(Excerpted passage)
= = = = =

PURPOSE:
To report the mid-term results of flexor hallucis longus (FHL) tendon transfer for reconstruction of chronically ruptured Achilles tendons.

METHODS:
24 men and 12 women aged 56 to 78 (mean, 70) years underwent FHL tendon transfer for reconstruction of chronically ruptured Achilles tendons by a single surgeon. Ruptures were secondary to trauma (n=20), long-term steroid intake (n=12), or chronic renal failure (n=6). Two patients had bilateral ruptures. The mean interval from rupture to surgery was 15 (range, 12-24) weeks. Pre- and post-operative American Orthopaedic Foot and Ankle Society (AOFAS) hind foot scores were compared. Wound healing, push-off, and patient satisfaction were evaluated.

RESULTS:
The mean follow-up period was one year. The mean AOFAS scores were 69 (range, 58-76) preoperatively and 88 (range, 79-94) postoperatively; the mean improvement was 19 (p< 0.001). 28 patients had excellent and 8 had fair results. 33 patients graded their outcome as 'very satisfactory' and 3 as 'satisfactory'. Five patients developed wound healing complications but only one needed debridement. There was no fixation-related complication or sural nerve injury.

CONCLUSIONS:
Transfer of the FHL for reconstruction of chronically ruptured Achilles tendons is effective, safe and easily performed in patients with low-to-moderate demands.

= = = = =

(Goal of the exercise) Return the entire abstract on tendon transfer for chronic Achilles tendon ruptures, word for word. The records have no connection to the abstract.

(Information provided)
= = = = =

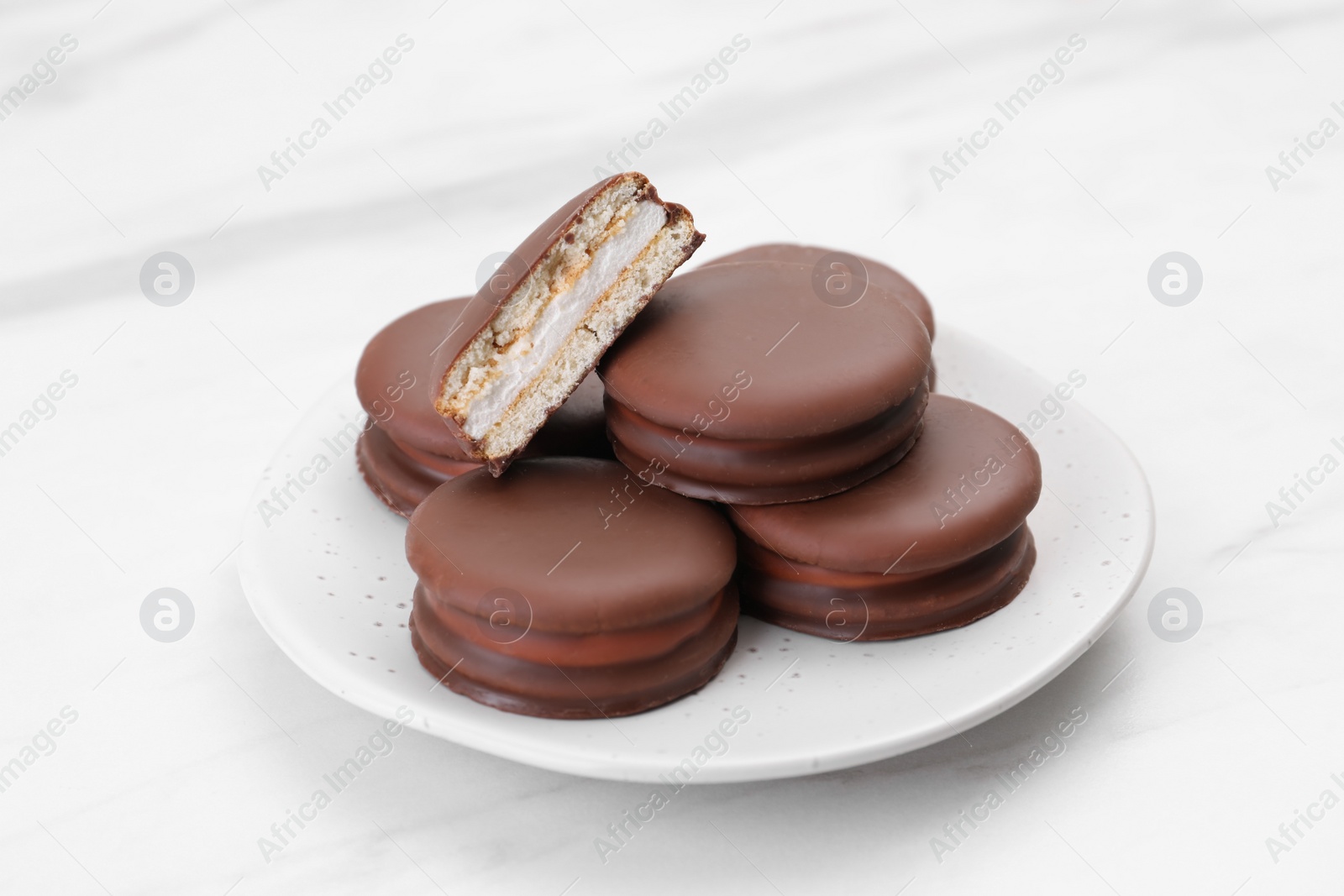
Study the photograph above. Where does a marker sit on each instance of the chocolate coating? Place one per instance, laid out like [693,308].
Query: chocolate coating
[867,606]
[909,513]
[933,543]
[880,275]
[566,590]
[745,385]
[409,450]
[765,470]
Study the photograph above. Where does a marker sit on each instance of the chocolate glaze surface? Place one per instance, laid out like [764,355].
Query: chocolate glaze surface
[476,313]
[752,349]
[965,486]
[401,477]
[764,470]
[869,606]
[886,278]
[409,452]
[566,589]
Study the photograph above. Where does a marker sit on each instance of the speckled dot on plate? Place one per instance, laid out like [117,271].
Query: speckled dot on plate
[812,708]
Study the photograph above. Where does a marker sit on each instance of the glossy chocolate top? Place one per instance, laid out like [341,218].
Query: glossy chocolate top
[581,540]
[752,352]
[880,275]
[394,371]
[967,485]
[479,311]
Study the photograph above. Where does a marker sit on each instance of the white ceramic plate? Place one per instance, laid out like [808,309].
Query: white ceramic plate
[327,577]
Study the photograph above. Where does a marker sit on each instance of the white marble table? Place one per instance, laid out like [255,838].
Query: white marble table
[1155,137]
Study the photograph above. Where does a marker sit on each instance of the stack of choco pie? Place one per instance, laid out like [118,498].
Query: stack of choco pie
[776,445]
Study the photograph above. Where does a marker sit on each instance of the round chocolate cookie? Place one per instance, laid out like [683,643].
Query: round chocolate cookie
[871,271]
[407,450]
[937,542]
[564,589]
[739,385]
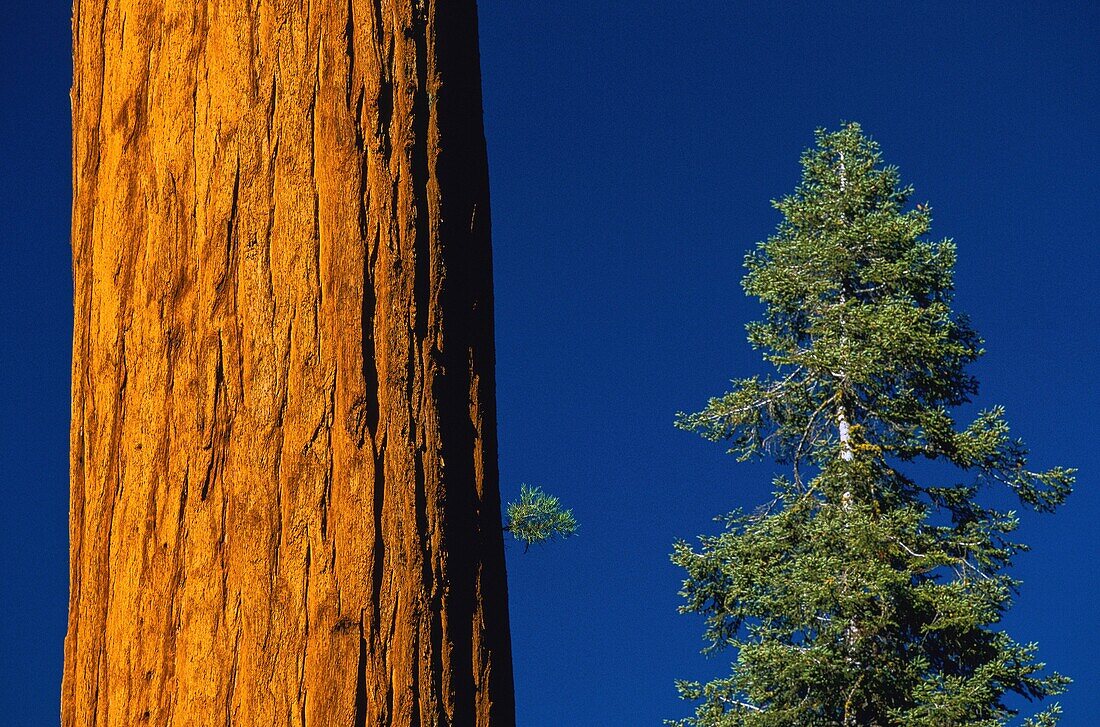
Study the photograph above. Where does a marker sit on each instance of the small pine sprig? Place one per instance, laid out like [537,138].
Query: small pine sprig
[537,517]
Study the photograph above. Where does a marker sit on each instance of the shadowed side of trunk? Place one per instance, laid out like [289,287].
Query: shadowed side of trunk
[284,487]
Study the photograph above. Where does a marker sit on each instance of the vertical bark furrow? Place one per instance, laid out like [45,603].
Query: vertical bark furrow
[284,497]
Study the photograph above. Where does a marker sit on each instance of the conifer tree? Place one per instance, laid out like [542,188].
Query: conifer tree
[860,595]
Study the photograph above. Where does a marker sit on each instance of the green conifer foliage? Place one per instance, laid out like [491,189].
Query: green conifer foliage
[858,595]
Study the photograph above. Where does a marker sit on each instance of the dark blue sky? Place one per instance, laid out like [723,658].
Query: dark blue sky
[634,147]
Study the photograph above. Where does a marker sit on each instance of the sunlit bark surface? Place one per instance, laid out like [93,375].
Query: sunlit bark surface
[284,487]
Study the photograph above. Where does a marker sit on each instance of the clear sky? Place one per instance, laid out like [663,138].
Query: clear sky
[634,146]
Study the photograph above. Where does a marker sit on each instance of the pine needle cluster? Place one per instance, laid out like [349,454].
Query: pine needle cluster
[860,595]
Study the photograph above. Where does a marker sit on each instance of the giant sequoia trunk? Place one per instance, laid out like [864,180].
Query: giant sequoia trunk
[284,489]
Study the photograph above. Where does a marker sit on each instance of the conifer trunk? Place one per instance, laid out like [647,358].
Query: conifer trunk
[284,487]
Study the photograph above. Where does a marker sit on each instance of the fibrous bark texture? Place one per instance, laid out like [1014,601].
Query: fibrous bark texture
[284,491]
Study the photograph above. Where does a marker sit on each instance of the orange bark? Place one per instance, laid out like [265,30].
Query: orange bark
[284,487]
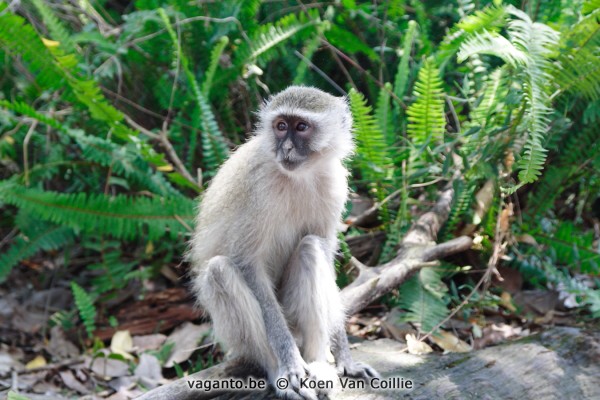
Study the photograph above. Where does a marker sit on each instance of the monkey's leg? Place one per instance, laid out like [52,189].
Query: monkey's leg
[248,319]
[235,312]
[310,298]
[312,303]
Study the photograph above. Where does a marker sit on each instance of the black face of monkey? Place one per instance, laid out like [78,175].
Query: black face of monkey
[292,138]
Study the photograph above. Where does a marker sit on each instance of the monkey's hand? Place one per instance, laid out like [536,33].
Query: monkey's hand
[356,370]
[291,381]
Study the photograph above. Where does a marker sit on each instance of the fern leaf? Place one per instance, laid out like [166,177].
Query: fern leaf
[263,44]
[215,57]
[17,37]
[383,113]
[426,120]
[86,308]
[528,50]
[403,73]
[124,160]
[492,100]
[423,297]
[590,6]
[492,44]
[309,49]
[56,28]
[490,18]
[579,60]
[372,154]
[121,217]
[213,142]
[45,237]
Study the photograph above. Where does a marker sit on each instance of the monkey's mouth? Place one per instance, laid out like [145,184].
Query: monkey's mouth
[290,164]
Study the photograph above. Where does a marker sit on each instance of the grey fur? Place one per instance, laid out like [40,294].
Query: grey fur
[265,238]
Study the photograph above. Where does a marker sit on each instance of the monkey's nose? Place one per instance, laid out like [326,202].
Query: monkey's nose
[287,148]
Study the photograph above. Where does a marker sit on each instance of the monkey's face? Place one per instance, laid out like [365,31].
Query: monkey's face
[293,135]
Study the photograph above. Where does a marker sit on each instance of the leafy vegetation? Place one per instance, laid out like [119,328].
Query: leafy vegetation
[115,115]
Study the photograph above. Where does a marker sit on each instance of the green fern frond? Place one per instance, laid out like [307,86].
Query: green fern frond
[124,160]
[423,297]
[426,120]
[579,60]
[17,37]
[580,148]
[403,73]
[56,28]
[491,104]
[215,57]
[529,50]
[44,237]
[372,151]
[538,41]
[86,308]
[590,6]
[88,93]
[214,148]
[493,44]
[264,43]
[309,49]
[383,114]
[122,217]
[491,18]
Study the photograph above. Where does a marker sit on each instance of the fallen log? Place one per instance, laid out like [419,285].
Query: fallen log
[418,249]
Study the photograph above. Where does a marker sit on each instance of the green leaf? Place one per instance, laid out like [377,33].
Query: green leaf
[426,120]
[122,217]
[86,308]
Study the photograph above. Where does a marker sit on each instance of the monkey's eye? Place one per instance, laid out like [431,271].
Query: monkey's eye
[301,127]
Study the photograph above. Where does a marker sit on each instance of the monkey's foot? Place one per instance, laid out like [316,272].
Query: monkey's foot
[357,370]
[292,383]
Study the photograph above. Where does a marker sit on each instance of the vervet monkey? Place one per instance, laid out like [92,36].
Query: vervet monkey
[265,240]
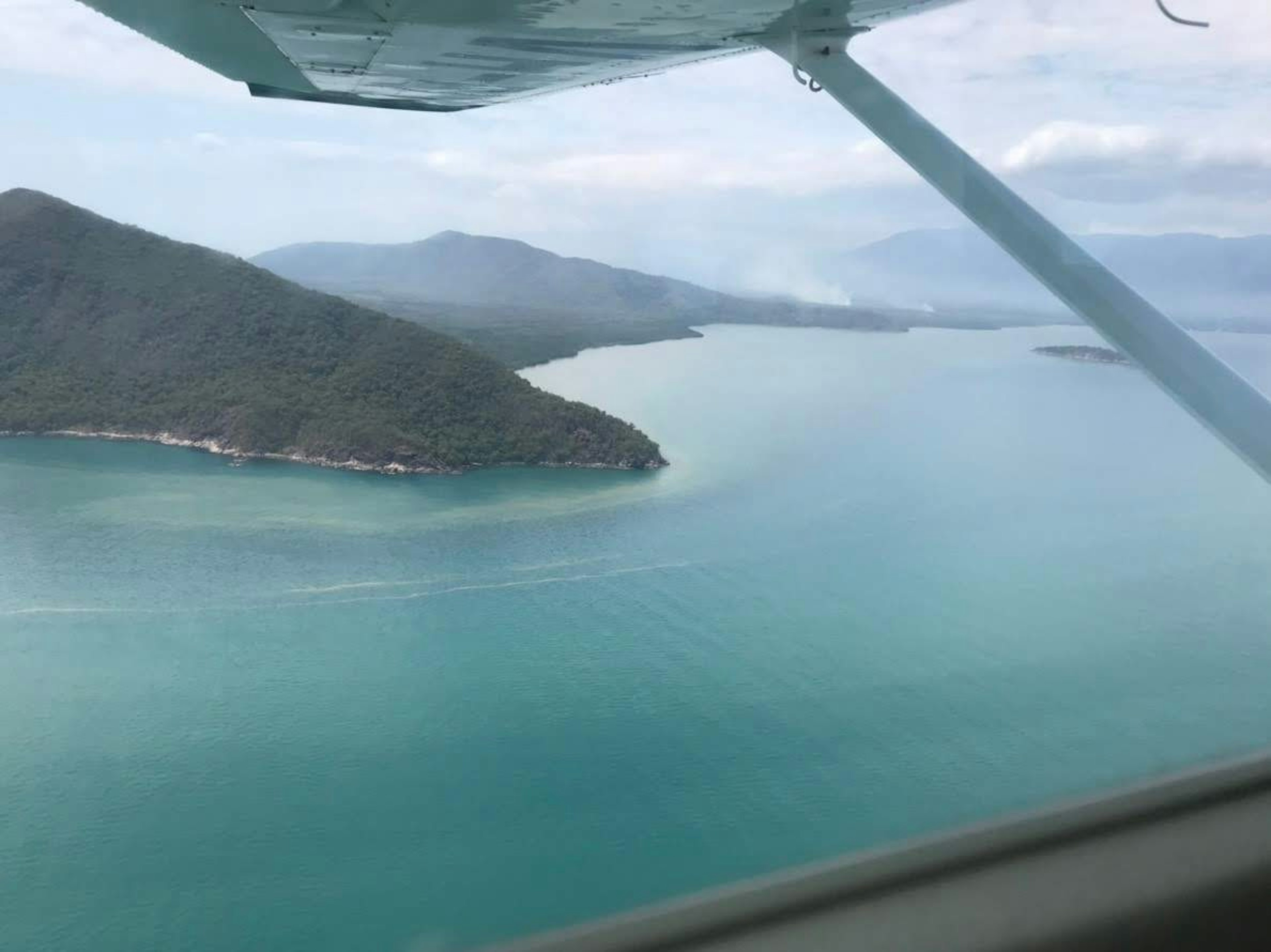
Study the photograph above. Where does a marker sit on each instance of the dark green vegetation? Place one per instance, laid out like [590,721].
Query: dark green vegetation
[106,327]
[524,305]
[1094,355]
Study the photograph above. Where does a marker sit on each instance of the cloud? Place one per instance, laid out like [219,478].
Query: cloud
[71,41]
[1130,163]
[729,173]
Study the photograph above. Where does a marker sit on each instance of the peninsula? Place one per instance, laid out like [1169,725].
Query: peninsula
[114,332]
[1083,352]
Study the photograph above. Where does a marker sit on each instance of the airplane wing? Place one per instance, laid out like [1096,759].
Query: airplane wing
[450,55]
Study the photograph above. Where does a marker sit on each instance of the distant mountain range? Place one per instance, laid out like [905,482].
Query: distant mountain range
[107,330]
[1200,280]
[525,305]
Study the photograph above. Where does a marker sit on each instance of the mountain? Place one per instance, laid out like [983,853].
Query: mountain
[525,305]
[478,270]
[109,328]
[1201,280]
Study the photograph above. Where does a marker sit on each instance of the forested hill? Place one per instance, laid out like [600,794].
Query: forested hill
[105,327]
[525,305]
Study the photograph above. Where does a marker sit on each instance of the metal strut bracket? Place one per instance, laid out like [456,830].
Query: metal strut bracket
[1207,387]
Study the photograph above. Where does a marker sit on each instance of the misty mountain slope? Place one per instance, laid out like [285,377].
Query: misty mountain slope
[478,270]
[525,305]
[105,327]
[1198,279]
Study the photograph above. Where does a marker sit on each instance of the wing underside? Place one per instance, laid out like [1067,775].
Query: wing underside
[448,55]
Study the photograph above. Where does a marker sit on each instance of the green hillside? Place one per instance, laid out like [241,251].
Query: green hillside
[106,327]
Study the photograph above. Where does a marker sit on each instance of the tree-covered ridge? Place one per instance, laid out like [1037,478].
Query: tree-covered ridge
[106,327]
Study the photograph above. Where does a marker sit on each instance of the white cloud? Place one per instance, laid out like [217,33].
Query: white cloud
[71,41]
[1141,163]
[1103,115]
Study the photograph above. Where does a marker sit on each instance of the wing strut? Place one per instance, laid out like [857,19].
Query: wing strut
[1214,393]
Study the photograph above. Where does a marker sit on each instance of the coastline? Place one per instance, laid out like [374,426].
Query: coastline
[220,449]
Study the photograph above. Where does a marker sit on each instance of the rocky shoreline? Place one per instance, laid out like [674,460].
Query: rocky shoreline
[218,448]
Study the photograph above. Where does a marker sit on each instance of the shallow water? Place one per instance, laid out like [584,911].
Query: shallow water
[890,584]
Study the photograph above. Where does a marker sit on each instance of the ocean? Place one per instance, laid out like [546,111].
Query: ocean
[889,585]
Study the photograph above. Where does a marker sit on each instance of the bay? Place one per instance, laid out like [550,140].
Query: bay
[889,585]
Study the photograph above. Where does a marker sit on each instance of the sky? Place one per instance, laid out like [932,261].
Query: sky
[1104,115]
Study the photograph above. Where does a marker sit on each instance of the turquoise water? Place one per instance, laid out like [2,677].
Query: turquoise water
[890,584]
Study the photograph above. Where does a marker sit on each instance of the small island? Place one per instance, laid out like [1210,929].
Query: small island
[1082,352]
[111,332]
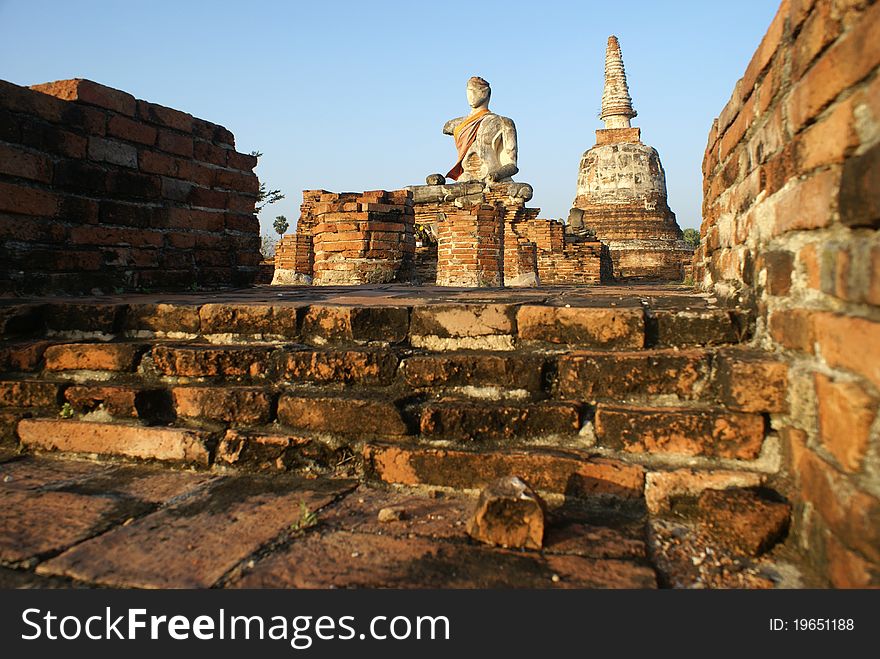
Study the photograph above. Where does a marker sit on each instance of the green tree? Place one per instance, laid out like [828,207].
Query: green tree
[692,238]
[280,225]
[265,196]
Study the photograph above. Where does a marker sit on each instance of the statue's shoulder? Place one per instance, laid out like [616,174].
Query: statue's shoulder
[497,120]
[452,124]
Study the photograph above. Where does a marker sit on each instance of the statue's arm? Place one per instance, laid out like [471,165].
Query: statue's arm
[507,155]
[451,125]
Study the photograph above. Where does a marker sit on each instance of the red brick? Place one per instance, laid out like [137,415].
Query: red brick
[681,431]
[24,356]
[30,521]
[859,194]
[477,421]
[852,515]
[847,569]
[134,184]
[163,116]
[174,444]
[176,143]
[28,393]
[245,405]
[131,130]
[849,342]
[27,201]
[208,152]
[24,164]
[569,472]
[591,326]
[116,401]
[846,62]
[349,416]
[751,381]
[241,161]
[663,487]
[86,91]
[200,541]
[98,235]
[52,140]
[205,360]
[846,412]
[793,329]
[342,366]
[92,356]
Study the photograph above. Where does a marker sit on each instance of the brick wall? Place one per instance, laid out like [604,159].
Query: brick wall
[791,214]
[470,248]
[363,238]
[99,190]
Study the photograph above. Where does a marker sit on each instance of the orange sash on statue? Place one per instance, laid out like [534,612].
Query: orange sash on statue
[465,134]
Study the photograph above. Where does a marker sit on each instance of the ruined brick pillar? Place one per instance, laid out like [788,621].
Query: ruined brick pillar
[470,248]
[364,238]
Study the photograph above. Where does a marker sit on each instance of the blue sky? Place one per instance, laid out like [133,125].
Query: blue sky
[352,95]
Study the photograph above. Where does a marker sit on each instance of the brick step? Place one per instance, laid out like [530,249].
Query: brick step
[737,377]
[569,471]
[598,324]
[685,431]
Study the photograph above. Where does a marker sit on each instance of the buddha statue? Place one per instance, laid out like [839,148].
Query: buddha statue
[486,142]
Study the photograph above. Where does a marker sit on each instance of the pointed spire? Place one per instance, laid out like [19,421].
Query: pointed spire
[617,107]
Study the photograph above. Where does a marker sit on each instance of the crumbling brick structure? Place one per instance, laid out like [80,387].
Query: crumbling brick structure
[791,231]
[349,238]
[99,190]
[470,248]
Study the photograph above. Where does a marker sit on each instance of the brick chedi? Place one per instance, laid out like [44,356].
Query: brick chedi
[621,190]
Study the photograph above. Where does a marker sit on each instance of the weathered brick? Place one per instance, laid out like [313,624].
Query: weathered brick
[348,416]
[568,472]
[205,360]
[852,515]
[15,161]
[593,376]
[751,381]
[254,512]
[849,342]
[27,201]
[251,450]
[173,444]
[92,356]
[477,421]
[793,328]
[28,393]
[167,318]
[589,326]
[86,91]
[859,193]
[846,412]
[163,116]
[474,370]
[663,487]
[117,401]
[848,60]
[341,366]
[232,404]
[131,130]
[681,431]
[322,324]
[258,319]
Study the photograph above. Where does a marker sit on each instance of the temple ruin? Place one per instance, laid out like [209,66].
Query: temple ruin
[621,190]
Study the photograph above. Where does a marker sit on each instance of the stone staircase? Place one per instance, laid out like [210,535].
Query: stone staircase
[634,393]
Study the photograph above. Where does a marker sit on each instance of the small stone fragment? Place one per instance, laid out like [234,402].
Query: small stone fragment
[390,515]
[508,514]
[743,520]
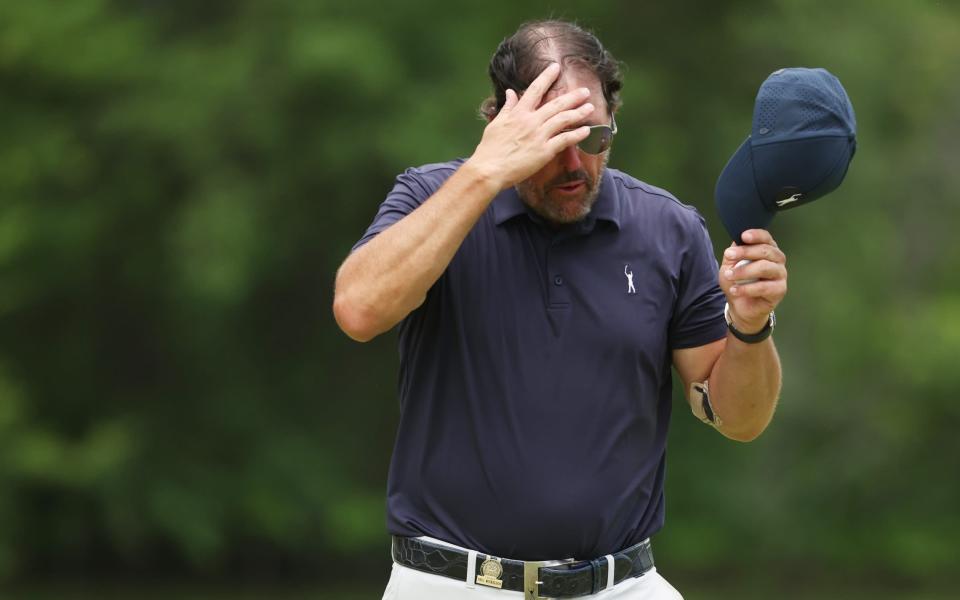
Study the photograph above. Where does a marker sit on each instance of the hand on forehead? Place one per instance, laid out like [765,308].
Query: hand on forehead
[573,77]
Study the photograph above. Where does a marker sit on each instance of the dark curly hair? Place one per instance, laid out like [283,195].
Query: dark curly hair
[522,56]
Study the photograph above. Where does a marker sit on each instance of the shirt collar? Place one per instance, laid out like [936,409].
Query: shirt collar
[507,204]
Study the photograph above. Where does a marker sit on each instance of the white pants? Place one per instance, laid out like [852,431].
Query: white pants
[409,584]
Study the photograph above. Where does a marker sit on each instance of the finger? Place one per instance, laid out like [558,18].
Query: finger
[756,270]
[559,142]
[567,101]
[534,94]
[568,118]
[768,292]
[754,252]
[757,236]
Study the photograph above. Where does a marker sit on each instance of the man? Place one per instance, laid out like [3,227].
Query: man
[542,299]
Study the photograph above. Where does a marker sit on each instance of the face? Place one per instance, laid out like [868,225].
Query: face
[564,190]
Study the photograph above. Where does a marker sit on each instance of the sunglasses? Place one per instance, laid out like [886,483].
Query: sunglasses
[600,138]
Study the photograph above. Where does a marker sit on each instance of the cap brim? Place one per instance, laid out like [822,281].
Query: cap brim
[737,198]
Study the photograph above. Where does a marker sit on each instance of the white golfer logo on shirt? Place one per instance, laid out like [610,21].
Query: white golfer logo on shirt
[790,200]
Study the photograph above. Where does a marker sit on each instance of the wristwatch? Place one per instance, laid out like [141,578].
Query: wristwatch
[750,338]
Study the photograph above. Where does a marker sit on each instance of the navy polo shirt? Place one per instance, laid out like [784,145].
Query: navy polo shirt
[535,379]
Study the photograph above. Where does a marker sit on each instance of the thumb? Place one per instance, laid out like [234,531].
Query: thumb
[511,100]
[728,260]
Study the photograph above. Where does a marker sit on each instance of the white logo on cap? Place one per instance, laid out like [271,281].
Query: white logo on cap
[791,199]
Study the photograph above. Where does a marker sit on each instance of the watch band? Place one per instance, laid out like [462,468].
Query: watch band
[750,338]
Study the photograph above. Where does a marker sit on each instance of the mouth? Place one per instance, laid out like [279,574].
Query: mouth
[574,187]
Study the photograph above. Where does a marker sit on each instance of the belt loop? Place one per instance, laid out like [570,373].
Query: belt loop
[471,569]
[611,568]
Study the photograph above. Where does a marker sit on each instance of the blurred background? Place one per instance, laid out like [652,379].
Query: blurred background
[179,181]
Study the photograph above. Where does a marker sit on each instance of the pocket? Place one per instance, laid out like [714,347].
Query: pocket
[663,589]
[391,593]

= = = = =

(Answer below)
PURPOSE:
To report the mid-term results of flexor hallucis longus (FHL) tendon transfer for reconstruction of chronically ruptured Achilles tendons.

METHODS:
24 men and 12 women aged 56 to 78 (mean, 70) years underwent FHL tendon transfer for reconstruction of chronically ruptured Achilles tendons by a single surgeon. Ruptures were secondary to trauma (n=20), long-term steroid intake (n=12), or chronic renal failure (n=6). Two patients had bilateral ruptures. The mean interval from rupture to surgery was 15 (range, 12-24) weeks. Pre- and post-operative American Orthopaedic Foot and Ankle Society (AOFAS) hind foot scores were compared. Wound healing, push-off, and patient satisfaction were evaluated.

RESULTS:
The mean follow-up period was one year. The mean AOFAS scores were 69 (range, 58-76) preoperatively and 88 (range, 79-94) postoperatively; the mean improvement was 19 (p< 0.001). 28 patients had excellent and 8 had fair results. 33 patients graded their outcome as 'very satisfactory' and 3 as 'satisfactory'. Five patients developed wound healing complications but only one needed debridement. There was no fixation-related complication or sural nerve injury.

CONCLUSIONS:
Transfer of the FHL for reconstruction of chronically ruptured Achilles tendons is effective, safe and easily performed in patients with low-to-moderate demands.